Who controls the internet? [telecom]

Who controls the internet?

By Misha Glenny October 8 2010

Squared-jawed, with four stars decorating each shoulder, General Keith Alexander looks like a character straight out of an old American war movie. But his old-fashioned appearance belies the fact that the general has a new job that is so 21st-century it could have been dreamed up by a computer games designer. Alexander is the first boss of USCybercom, the United States Cyber Command, in charge of the Pentagon's sprawling cyber networks and tasked with battling unknown enemies in a virtual world.

Last year, US Defense Secretary Robert Gates declared cyberspace to be the "fifth domain" of military operations, alongside land, sea, air and space. It is the first man-made military domain, requiring an entirely new Pentagon command. That went fully operational a week ago, marking a new chapter in the history of both warfare and the world wide web.

In his confirmation hearing, General Alexander sounded the alarm, declaring that the Pentagon's computer systems "are probed 250,000 times an hour, up to six million per day", and that among those attempting to break in were "more than 140 foreign spy organisations trying to infiltrate US networks". Congress was left with a dark prophecy ringing in its ears: "It's only a small step from disrupting to destroying parts of the network."

In three short decades, the internet has grown from the realm of geeks and academics into a vast engine that regulates and influences global commercial, political, social and now military interaction. Neuroscientists tell us that it is changing the development of our cerebral wiring in childhood and adolescence. Social scientists and civil libertarians warn that our privacy is being eroded, as ever more of our life is mediated by the web. It should probably come as no surprise that governments believe control of this epoch-making technology is far too important to be left in the hands of idiots like you and me.

* EXCERPTED RECORDS:

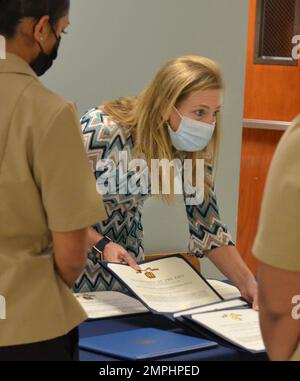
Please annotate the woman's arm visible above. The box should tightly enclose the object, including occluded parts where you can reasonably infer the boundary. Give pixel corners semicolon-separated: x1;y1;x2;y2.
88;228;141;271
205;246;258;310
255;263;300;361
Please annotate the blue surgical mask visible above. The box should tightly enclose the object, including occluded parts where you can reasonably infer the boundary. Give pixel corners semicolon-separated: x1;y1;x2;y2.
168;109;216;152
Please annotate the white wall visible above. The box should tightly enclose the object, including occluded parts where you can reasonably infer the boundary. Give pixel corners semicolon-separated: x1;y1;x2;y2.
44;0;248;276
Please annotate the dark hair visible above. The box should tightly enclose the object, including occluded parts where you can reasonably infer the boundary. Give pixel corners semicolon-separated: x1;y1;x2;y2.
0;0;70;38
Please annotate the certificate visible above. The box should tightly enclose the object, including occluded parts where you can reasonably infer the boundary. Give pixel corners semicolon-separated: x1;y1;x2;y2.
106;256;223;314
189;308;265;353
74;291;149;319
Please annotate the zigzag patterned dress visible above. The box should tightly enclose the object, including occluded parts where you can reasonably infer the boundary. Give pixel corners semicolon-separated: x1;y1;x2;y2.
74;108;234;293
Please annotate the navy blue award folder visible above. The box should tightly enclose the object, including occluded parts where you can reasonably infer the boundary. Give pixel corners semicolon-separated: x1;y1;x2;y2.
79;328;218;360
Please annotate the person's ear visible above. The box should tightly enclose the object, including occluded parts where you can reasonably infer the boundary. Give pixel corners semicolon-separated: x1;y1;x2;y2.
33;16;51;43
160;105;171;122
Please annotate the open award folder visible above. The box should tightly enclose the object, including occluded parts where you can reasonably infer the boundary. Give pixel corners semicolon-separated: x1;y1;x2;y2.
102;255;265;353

* GIVEN PROBLEM: Transcribe the part of the article on internet control that opens with the words containing "In three short" and closes with "you and me.". None of the data is needed here.

* TASK RESPONSE:
In three short decades, the internet has grown from the realm of geeks and academics into a vast engine that regulates and influences global commercial, political, social and now military interaction. Neuroscientists tell us that it is changing the development of our cerebral wiring in childhood and adolescence. Social scientists and civil libertarians warn that our privacy is being eroded, as ever more of our life is mediated by the web. It should probably come as no surprise that governments believe control of this epoch-making technology is far too important to be left in the hands of idiots like you and me.